Extracted data:
Content starts
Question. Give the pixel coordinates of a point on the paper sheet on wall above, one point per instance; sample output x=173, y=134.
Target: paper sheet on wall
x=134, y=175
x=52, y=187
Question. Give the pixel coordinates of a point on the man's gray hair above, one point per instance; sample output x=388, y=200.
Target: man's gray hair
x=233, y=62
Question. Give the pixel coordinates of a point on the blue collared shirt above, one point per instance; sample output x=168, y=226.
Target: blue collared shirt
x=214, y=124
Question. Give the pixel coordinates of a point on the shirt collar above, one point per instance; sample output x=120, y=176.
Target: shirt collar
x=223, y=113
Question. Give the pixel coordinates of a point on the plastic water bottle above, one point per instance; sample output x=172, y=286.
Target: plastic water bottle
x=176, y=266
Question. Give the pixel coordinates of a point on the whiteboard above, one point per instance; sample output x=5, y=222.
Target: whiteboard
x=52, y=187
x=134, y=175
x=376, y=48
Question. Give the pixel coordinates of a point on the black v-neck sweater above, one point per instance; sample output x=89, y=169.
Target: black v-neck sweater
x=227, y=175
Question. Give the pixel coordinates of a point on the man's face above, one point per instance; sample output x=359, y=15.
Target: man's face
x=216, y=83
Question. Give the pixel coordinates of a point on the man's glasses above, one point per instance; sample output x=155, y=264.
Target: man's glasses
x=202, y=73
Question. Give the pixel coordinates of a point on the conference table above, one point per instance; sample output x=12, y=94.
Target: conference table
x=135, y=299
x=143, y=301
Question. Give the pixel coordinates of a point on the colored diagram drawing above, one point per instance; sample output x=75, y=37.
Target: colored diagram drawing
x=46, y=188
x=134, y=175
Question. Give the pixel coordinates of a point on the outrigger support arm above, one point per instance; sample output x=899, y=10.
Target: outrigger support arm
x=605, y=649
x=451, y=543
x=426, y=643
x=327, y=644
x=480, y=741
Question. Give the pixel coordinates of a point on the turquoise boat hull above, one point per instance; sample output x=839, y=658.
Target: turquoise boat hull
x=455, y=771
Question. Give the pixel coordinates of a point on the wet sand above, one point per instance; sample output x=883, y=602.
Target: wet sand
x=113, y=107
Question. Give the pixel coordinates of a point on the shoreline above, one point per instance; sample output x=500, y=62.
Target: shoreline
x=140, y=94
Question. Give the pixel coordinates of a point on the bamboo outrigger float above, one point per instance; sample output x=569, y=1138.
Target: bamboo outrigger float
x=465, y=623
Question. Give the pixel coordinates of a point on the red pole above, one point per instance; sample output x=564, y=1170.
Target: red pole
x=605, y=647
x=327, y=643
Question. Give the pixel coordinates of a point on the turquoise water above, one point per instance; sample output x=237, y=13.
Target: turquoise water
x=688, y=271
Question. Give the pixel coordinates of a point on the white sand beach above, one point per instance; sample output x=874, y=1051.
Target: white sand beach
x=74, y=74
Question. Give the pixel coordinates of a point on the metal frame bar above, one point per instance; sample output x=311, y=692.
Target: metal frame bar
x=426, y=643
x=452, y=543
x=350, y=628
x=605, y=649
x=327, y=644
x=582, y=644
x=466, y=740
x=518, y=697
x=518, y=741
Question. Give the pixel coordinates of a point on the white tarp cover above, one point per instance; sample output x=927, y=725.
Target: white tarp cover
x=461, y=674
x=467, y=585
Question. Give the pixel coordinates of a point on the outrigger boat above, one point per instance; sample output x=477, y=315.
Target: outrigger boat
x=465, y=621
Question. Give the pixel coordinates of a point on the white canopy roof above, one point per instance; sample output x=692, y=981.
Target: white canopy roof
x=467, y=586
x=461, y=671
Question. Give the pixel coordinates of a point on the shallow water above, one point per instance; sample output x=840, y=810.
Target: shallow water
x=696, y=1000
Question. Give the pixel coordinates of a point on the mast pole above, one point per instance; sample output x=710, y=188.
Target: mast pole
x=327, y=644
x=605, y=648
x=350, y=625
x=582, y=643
Content ends
Extract the first line above and each line after it up to and including the one with "output x=5, y=222.", please, exactly and with nothing else.

Question. Give the pixel coordinates of a point on the paper sheet on wall above, one point per instance; sample output x=173, y=134.
Target: paper sheet on wall
x=134, y=175
x=52, y=187
Question. Give the pixel coordinates of a point on the man's gray hair above, one point per instance; sample output x=388, y=200.
Target: man's gray hair
x=233, y=62
Question. Give the pixel coordinates of a point on the blue collared shirt above, one point per instance; sample output x=168, y=226.
Target: blue collared shirt
x=214, y=124
Question. Give the pixel coordinates of a point on the shirt collar above, one point per instance; sample output x=120, y=176.
Target: shirt collar
x=223, y=113
Question. Give the pixel coordinates of a point on the plastic water bottle above, one point per instance; sample output x=172, y=286.
Target: plastic water bottle
x=176, y=266
Question. Give the pixel coordinates of a point on the whiteboard above, one point per instance; sample output x=5, y=222.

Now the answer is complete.